TEXT PROVIDED:
---*---
There are mainly two ways in which a loan against property is structured in the market. Various banks adopt one or both of these methods for the purpose of giving money as a loan against property and the borrower needs to check with the bank about the exact loan structuring. This will highlight the conditions of the loan and the manner in which the various conditions have to be followed in servicing the loan once the money has been received from the bank. The two ways in which the loan structuring in a loan against property is done are term offering and overdraft offering.
Term offering
Term offering is the traditional offering where the bank sanctions a particular amount to the borrower as the loan against the property. The amount of loan is determined by the value of the property and the margin as well as the requirement that is present for the funds. The amount is then sanctioned to the borrower that he/she can use as per his/her requirements. The interest will be calculated based on the figure of the loan disbursed and the repayment schedule for the loan against property is then worked out accordingly. The borrower will then repay the loan through monthly instalments as per the working and this will then complete the entire loan process.
---*---
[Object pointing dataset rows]
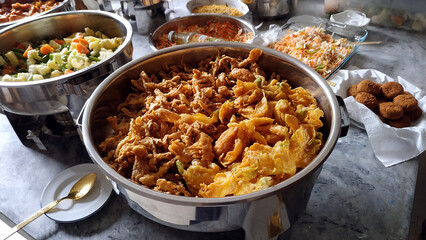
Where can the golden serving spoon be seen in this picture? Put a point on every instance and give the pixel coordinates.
(78, 190)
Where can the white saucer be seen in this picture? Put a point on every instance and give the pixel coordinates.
(69, 210)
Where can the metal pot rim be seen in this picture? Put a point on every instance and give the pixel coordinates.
(7, 24)
(120, 180)
(63, 78)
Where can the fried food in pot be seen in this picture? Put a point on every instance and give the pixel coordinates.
(177, 134)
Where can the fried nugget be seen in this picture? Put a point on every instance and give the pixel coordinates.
(390, 110)
(368, 100)
(369, 86)
(402, 122)
(407, 101)
(391, 89)
(352, 90)
(414, 114)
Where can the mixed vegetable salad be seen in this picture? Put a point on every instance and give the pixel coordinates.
(31, 61)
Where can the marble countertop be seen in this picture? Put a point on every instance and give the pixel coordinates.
(355, 196)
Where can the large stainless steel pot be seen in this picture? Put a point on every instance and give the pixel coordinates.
(200, 19)
(263, 214)
(65, 5)
(66, 92)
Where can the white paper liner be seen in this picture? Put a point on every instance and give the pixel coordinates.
(390, 145)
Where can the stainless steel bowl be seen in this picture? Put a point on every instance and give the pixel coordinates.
(65, 5)
(239, 5)
(200, 19)
(66, 92)
(261, 214)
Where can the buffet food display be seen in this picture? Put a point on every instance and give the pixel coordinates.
(32, 61)
(220, 9)
(222, 129)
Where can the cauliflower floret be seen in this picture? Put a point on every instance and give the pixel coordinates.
(32, 69)
(22, 77)
(111, 43)
(104, 54)
(55, 73)
(7, 78)
(93, 45)
(37, 77)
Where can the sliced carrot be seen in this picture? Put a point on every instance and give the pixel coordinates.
(82, 41)
(81, 48)
(26, 51)
(8, 69)
(68, 71)
(20, 46)
(60, 42)
(46, 49)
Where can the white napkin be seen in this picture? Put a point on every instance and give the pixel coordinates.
(391, 145)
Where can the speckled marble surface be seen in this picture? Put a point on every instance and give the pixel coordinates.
(355, 196)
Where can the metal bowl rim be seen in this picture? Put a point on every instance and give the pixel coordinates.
(63, 78)
(140, 189)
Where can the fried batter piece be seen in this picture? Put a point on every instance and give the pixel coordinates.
(224, 128)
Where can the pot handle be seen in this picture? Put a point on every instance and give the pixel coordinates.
(344, 114)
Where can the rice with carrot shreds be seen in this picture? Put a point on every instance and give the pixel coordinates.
(316, 48)
(223, 30)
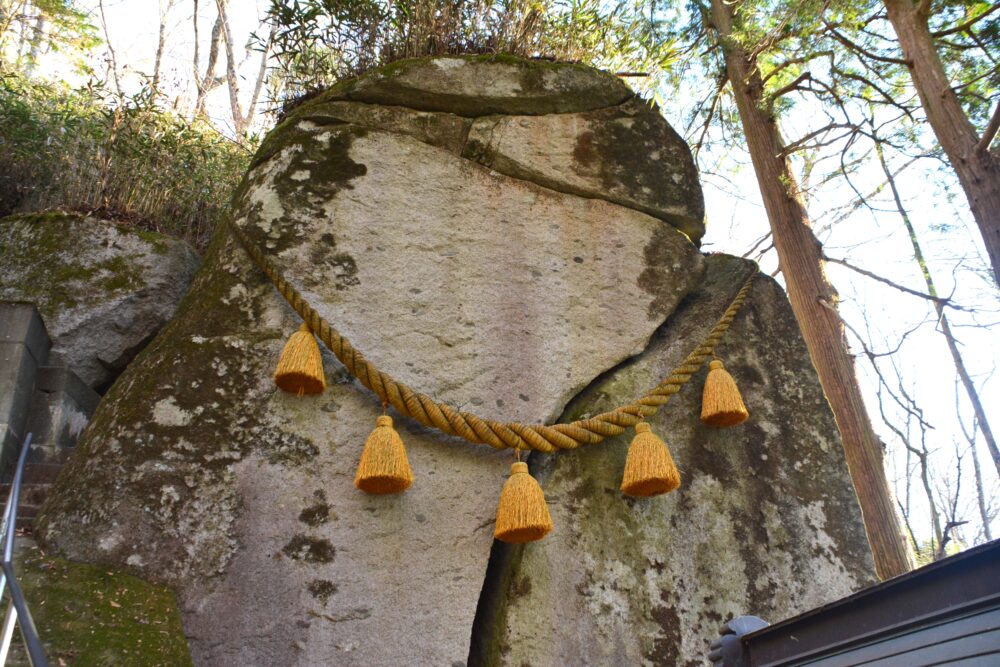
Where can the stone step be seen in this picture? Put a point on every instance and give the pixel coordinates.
(41, 473)
(61, 407)
(29, 504)
(24, 347)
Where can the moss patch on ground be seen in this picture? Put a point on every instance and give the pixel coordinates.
(92, 615)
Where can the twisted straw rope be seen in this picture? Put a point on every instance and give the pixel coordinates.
(478, 430)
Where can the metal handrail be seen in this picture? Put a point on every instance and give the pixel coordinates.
(17, 610)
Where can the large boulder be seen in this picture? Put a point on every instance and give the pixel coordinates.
(765, 522)
(102, 289)
(504, 296)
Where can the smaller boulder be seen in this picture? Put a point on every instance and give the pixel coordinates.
(480, 85)
(103, 290)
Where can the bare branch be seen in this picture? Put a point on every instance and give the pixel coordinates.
(857, 48)
(902, 288)
(962, 27)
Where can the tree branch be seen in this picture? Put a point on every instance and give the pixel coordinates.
(962, 27)
(902, 288)
(784, 90)
(990, 132)
(863, 51)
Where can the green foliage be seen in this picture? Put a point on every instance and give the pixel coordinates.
(318, 42)
(85, 150)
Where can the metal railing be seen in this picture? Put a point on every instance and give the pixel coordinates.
(17, 609)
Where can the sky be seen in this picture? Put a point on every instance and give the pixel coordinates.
(736, 220)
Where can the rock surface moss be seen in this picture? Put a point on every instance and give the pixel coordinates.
(103, 290)
(91, 616)
(488, 84)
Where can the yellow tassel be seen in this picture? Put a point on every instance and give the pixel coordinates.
(522, 515)
(384, 467)
(300, 368)
(649, 468)
(721, 403)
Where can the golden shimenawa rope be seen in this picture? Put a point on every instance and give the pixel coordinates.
(478, 430)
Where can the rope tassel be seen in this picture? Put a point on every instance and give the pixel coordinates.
(649, 468)
(721, 403)
(300, 368)
(522, 515)
(384, 467)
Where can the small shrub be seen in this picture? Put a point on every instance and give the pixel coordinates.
(86, 150)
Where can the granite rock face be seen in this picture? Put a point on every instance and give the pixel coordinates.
(626, 154)
(103, 290)
(503, 295)
(765, 522)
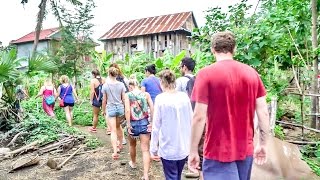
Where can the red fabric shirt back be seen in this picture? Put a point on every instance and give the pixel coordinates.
(230, 89)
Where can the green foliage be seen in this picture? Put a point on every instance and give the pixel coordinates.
(313, 164)
(82, 115)
(278, 130)
(311, 154)
(8, 65)
(75, 42)
(40, 63)
(45, 129)
(102, 61)
(265, 39)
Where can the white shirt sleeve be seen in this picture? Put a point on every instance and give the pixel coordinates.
(179, 85)
(156, 124)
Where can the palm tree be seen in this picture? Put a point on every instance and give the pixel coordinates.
(9, 73)
(41, 15)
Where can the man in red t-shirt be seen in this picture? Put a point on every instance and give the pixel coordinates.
(227, 94)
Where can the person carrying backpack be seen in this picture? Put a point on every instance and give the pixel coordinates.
(96, 97)
(186, 81)
(185, 84)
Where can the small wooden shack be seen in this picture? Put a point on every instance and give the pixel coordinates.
(154, 35)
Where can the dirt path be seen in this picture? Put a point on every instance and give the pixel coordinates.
(97, 165)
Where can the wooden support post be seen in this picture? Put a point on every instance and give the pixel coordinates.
(273, 114)
(302, 113)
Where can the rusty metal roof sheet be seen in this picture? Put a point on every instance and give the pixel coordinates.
(150, 25)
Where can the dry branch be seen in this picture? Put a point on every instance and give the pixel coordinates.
(303, 142)
(22, 149)
(15, 138)
(66, 143)
(299, 125)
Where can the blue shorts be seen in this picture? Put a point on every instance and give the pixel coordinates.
(139, 127)
(236, 170)
(115, 110)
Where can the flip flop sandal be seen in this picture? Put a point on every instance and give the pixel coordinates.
(131, 165)
(192, 175)
(92, 129)
(119, 148)
(115, 156)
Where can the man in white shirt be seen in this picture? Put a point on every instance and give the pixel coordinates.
(186, 68)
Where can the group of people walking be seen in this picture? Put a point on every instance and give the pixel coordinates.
(205, 120)
(65, 93)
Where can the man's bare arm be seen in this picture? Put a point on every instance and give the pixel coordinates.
(263, 119)
(198, 123)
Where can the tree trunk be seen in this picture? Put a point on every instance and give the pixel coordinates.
(41, 14)
(314, 33)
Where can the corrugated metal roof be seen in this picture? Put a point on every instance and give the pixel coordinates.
(150, 25)
(44, 34)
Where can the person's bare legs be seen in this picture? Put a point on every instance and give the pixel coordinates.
(145, 144)
(132, 150)
(95, 118)
(71, 115)
(68, 116)
(201, 175)
(113, 124)
(119, 132)
(107, 124)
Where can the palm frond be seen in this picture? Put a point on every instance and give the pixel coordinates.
(8, 65)
(40, 63)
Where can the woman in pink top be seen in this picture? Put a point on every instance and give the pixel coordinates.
(47, 91)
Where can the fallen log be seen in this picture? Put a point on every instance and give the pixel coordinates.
(54, 165)
(24, 162)
(59, 145)
(16, 137)
(22, 149)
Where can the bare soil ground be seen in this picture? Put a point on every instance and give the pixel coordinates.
(94, 165)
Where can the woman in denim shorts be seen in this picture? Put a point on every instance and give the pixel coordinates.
(137, 104)
(113, 98)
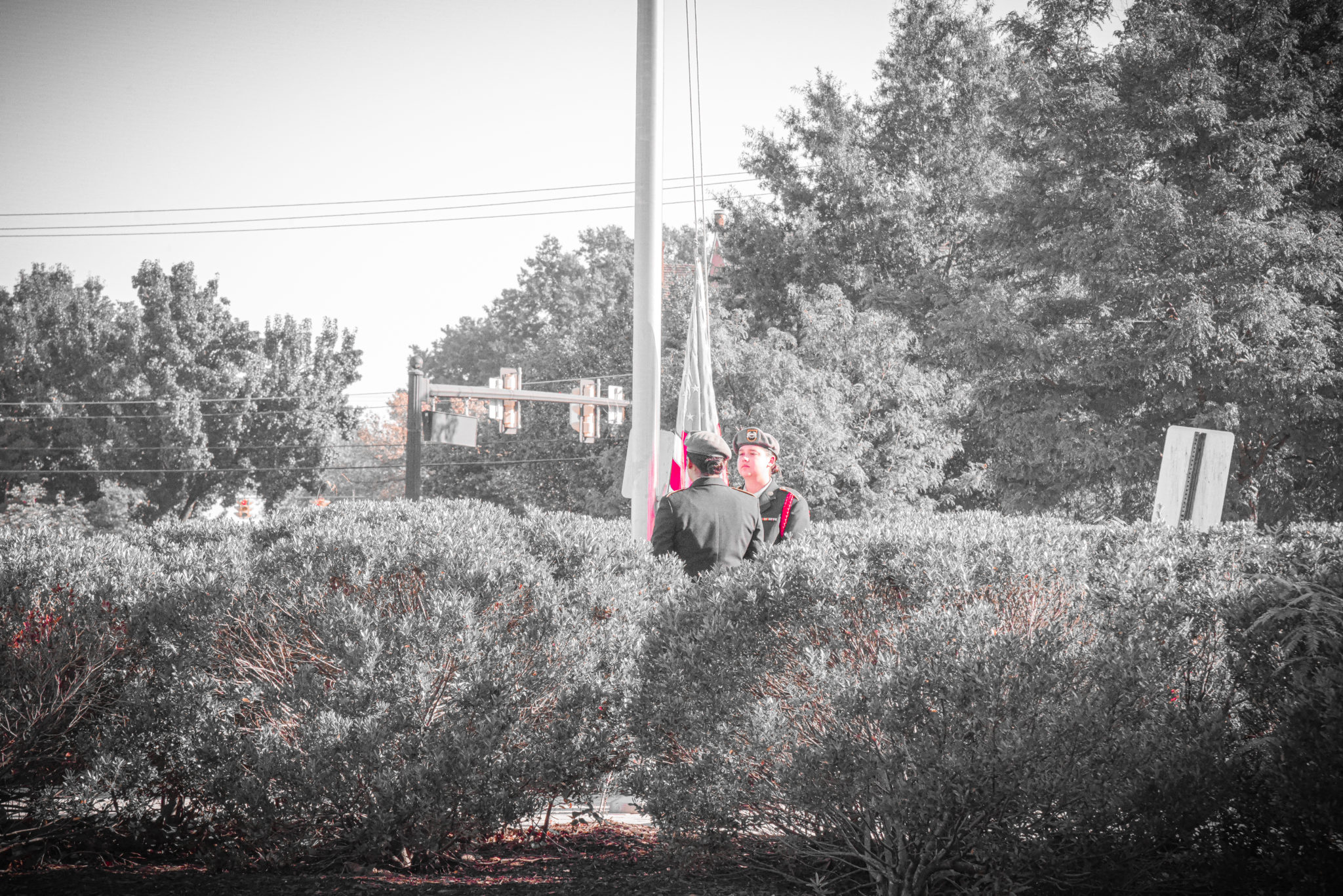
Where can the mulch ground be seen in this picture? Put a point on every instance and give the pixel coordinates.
(580, 859)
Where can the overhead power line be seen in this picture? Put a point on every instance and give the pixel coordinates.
(245, 448)
(366, 224)
(37, 403)
(352, 202)
(155, 417)
(296, 469)
(351, 214)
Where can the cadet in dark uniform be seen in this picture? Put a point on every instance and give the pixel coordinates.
(710, 526)
(784, 511)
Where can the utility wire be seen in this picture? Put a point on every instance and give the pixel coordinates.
(155, 417)
(241, 448)
(698, 106)
(188, 448)
(37, 403)
(296, 469)
(575, 379)
(366, 224)
(689, 77)
(351, 202)
(353, 214)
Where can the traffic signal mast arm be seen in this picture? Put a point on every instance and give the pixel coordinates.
(521, 395)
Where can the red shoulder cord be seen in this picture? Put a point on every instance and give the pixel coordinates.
(784, 513)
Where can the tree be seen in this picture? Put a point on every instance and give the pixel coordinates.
(862, 427)
(1166, 254)
(570, 316)
(884, 193)
(195, 423)
(1100, 242)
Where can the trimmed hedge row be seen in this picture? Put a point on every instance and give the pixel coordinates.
(925, 704)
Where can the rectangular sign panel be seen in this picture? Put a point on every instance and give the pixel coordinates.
(451, 429)
(1195, 465)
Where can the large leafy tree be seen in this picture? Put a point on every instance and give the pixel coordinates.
(883, 193)
(1169, 253)
(1100, 241)
(862, 427)
(156, 370)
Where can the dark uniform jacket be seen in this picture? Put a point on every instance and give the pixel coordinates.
(771, 509)
(710, 526)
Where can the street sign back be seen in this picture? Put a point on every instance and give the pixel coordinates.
(451, 429)
(1195, 465)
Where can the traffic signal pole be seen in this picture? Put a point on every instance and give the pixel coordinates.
(647, 414)
(415, 394)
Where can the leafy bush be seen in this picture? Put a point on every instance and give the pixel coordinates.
(980, 703)
(930, 703)
(383, 682)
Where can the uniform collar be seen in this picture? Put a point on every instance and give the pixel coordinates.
(767, 492)
(708, 480)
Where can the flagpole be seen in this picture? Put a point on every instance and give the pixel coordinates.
(648, 267)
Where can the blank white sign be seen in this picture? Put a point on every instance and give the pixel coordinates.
(1195, 465)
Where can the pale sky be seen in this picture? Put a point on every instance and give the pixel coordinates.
(163, 104)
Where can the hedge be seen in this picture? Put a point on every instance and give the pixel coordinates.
(930, 703)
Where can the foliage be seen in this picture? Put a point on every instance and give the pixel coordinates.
(862, 426)
(877, 193)
(68, 344)
(975, 703)
(1100, 242)
(927, 703)
(382, 682)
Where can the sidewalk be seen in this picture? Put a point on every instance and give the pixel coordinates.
(616, 808)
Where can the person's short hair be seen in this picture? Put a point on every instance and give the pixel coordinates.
(708, 464)
(774, 459)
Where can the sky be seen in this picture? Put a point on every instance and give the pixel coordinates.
(136, 105)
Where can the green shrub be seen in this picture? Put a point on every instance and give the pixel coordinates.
(966, 701)
(382, 682)
(930, 703)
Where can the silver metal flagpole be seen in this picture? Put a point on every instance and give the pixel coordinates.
(648, 269)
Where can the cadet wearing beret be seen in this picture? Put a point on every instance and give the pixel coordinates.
---*---
TASKS TO COMPLETE:
(A) Swap "borrower" for "applicant" in the loan text, then write out the part that opens with "There are mainly" and closes with "and overdraft offering.".
(B) Locate each line in the entries that contains the word "palm" and copy those lines.
These entries have no connection to the loan text.

SOLVED TASKS:
(A)
There are mainly two ways in which a loan against property is structured in the market. Various banks adopt one or both of these methods for the purpose of giving money as a loan against property and the applicant needs to check with the bank about the exact loan structuring. This will highlight the conditions of the loan and the manner in which the various conditions have to be followed in servicing the loan once the money has been received from the bank. The two ways in which the loan structuring in a loan against property is done are term offering and overdraft offering.

(B)
Where can the palm tree be seen in this picture? Put a point on every instance and give the pixel coordinates.
Where can the palm frond be seen in this picture? Put a point on every instance and give the pixel coordinates.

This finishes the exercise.